Problem to solve: Transcribe each entry exactly as it appears, leaving out any picture it holds.

Available records:
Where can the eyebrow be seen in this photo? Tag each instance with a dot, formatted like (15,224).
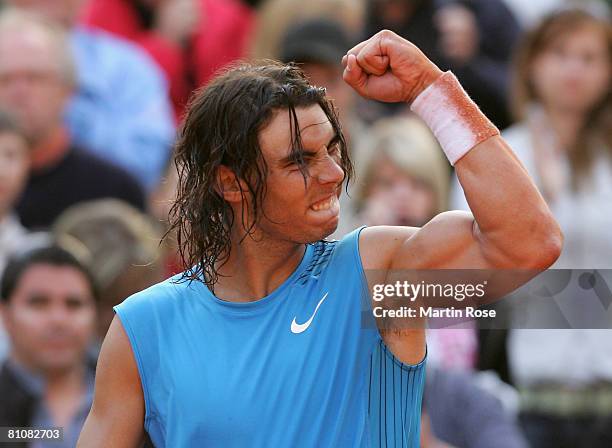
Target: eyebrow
(289,159)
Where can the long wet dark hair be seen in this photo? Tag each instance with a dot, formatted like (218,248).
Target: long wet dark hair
(222,127)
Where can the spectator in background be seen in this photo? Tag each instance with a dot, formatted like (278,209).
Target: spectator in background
(189,39)
(564,139)
(36,82)
(124,246)
(14,167)
(48,308)
(458,413)
(530,13)
(276,17)
(120,109)
(472,38)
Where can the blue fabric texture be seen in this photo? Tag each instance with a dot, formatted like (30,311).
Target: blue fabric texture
(293,369)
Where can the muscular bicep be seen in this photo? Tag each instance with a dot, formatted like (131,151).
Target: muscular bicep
(451,240)
(117,415)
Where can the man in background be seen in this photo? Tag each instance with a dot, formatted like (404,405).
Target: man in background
(49,310)
(37,79)
(119,109)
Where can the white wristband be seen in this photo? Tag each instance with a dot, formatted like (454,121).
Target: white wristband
(455,120)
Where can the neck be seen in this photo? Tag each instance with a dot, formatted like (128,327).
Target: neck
(566,125)
(256,267)
(50,150)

Answer:
Where can the eyebrow be seen in this photo? Tag each instance with a dot, formatted like (15,224).
Target: eyebrow
(289,159)
Where can the long wet dark hair be seen in this photo? Tag each instance with a dot, formatted like (218,248).
Target: long wet dark hair
(222,127)
Where can the spectator in background be seen in this photo? Tag each instance with a dot, formatted like (278,209).
Target: spectator in background
(189,39)
(564,139)
(36,82)
(124,246)
(14,167)
(48,308)
(458,413)
(530,13)
(276,17)
(120,109)
(472,38)
Where can the blue fabric texture be seen in this photo? Tag each instance with a dot, formatted like (30,311).
Target: blue fabric texture
(293,369)
Where can the muscular bicep be seen in this photo? Tag each instance with a dot, formatted like (131,151).
Target: muscular bicep
(451,240)
(117,415)
Where can the man in background be seen in this photo? Tag each instance with a dot, formatted like (404,405).
Target: man in background
(49,310)
(37,79)
(119,109)
Where can the white wristband be seen in this photo? Tag each instance with a dot, formatted like (454,121).
Target: white wristband
(455,120)
Where can the neck be seen in this photo? Tag each instance with a dot, formatted like (128,327).
Target: neck
(566,125)
(256,267)
(50,150)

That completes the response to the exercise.